*EXERCISE 1*:
According to the forum thread about rehoming a Chinese Crested Powderpuff, how old is the dog?
*EXERCISE 2*:
Tally the lines in the records that contain the string "roof" and give only the number.

*SOURCE DOCUMENT*:
>>>>>
# Oscar Chinese Crested Powderpuff



## Devil-Dogz (Oct 4, 2009)

Chinese Crested Powderpuff, Kept clipped down.
neutered male - 4 1/2 years old.
an active, intelligent young man seeking his forever home. Hes in foster with us, gets on great with other dogs of all sizes, fine with cats and great with all people.
Likes his walk and playing in crazy crestie style with the others.

If you require more details, please contact the rescue by the following link;

The Chinese Crested Club Of Great Britain Rescue


----------



## Cassia (May 28, 2011)

Devil-Dogz said:


> Chinese Crested Powderpuff, Kept clipped down.
> neutered male - 4 1/2 years old.
> an active, intelligent young man seeking his forever home. Hes in foster with us, gets on great with other dogs of all sizes, fine with cats and great with all people.
> Likes his walk and playing in crazy crestie style with the others.
> ...


Oh bloody hell... don't do this to me :001_wub:


----------



## Cassia (May 28, 2011)

He's so beautiful  lol hahah!
I saw Joey too... what a cutie!


----------



## Devil-Dogz (Oct 4, 2009)

Hes a smashing chap, Just needs that special someone! 
Joey was in foster with us to, and has since found a wonderful new home.


----------



## Argent (Oct 18, 2009)

He looks so sweet! I'd love to have him...must try to win my mum over hehe


----------



## Aurelia (Apr 29, 2010)

He's lovely, very lovely :001_wub:


----------



## abbiechi (Jul 2, 2011)

Oh Cassia, you _know_ you want this guy


----------



## Cassia (May 28, 2011)

abbiechi said:


> Oh Cassia, you _know_ you want this guy


I really do! hahaha but I'm saving myself for a future HL for showing.
SUCKS!


----------



## abbiechi (Jul 2, 2011)

Cassia said:


> I really do! hahaha but I'm saving myself for a future HL for showing.
> SUCKS!


Silly moment but HL, is that hair less?


----------



## Devil-Dogz (Oct 4, 2009)

well guys we do have some one interested, and depending on a home check this wee man may well have found his forever home..watch this space!


----------



## Cassia (May 28, 2011)

Devil-Dogz said:


> well guys we do have some one interested, and depending on a home check this wee man may well have found his forever home..watch this space!


YAY!    This is great!


----------



## Cassia (May 28, 2011)

abbiechi said:


> Silly moment but HL, is that hair less?


Yeah HL= Hairless.


----------



## babycham2002 (Oct 18, 2009)
<<<<<
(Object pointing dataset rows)
>>>>>
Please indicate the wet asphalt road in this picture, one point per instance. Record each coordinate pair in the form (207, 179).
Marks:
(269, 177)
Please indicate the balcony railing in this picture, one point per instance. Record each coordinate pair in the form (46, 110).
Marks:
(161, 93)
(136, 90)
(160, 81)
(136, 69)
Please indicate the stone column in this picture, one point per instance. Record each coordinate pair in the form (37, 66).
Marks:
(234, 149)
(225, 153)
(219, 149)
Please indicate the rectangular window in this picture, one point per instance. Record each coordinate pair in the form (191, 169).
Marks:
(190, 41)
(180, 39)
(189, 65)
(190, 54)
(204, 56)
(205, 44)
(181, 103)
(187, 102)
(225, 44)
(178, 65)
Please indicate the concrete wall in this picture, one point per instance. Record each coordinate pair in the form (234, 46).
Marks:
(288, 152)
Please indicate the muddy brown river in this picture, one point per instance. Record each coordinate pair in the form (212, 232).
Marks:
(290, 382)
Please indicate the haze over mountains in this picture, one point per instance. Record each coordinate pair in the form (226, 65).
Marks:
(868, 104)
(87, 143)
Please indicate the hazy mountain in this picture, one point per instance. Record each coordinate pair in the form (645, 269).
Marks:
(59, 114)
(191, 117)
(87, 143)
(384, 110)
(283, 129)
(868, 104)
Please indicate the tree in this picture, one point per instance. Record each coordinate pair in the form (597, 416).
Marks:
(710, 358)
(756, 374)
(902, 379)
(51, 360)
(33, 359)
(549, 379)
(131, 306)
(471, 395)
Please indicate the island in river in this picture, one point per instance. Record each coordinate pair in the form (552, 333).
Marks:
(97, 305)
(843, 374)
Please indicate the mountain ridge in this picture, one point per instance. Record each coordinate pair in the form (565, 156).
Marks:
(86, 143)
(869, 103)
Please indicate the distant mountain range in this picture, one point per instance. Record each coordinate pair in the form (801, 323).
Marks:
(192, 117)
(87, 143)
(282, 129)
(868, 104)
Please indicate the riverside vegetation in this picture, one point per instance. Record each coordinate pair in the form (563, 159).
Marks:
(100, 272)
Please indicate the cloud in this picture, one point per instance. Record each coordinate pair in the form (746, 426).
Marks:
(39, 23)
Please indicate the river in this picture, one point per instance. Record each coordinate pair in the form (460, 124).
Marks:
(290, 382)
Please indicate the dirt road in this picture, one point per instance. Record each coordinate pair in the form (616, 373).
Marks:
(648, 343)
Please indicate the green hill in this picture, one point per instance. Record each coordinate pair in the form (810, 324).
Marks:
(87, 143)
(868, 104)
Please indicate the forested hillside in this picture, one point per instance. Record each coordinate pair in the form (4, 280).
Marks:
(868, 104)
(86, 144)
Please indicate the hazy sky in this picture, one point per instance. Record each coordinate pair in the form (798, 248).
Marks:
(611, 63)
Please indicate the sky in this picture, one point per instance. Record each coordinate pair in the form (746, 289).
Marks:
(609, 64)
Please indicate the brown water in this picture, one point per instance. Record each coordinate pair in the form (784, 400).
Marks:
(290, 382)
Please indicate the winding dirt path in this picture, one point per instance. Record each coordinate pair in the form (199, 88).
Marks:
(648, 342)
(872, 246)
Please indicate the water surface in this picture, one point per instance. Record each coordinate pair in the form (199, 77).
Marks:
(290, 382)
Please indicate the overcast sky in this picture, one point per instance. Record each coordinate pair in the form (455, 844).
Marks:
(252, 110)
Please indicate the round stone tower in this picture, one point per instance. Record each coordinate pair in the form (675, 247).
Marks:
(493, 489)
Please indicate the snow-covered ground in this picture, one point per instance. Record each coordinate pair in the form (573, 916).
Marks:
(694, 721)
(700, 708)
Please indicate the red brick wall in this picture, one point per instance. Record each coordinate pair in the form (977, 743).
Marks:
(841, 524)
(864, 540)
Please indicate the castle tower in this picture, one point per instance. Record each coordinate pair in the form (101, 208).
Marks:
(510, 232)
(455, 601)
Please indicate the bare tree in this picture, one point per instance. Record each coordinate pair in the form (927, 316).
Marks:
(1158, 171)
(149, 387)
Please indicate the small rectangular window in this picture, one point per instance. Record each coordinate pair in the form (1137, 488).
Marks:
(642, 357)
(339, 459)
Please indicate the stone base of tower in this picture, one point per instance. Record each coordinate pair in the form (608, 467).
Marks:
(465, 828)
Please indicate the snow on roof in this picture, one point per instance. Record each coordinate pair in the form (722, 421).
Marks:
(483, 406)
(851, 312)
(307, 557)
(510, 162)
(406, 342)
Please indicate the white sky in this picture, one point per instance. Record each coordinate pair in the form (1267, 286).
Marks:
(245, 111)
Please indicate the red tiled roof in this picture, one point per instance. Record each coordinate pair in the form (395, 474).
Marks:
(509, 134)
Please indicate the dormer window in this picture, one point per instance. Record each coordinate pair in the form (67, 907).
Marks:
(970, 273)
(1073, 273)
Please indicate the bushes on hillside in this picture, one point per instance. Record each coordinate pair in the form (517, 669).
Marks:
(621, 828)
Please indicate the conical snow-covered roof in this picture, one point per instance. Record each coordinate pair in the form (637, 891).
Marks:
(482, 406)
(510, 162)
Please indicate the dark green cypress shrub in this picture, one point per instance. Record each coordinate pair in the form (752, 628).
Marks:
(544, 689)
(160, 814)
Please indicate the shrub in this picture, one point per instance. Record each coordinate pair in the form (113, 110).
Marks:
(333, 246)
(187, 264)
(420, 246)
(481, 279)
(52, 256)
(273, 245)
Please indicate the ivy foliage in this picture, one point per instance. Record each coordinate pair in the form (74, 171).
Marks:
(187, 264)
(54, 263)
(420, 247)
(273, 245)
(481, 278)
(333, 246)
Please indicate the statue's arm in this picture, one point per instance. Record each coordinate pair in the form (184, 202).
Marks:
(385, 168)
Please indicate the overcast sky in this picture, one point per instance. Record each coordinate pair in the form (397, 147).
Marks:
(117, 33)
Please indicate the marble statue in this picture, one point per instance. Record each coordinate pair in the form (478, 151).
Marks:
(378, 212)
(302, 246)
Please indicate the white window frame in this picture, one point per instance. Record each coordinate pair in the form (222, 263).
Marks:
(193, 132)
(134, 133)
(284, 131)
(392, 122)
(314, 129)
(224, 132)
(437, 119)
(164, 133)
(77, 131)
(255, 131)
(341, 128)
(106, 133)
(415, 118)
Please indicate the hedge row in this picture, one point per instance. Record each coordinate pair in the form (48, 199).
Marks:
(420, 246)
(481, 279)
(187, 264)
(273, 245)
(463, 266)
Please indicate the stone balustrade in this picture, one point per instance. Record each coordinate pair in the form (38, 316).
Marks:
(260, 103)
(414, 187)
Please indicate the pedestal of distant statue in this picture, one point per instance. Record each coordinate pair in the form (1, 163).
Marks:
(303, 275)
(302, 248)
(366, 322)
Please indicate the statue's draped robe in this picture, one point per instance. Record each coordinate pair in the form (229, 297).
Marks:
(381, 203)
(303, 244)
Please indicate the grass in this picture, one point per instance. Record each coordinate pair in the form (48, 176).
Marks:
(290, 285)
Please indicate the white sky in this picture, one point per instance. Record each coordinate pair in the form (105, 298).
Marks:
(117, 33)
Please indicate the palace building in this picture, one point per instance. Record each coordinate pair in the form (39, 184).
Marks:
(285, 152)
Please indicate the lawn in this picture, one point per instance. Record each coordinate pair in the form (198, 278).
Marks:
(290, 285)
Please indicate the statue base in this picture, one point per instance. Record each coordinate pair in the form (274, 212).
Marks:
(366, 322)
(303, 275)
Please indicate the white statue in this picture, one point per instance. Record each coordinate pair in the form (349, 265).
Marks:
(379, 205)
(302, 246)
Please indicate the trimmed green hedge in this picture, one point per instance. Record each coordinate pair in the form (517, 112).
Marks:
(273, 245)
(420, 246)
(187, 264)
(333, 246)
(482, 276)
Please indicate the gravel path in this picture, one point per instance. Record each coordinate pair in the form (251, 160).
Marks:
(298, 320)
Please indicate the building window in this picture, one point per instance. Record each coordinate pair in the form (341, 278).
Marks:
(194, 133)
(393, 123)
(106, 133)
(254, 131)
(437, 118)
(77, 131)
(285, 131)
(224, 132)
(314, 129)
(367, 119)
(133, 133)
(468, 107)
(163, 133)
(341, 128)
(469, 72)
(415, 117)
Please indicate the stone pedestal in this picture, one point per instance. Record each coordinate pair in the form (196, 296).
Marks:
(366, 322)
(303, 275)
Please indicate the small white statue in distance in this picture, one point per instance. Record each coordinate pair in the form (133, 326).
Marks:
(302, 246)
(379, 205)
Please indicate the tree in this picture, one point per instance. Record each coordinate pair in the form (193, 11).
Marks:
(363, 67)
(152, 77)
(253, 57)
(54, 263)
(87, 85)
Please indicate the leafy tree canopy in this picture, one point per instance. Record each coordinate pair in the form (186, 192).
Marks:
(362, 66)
<<<<<
*FINISHED ANSWER 1*:
4 1/2 years old.

*FINISHED ANSWER 2*:
3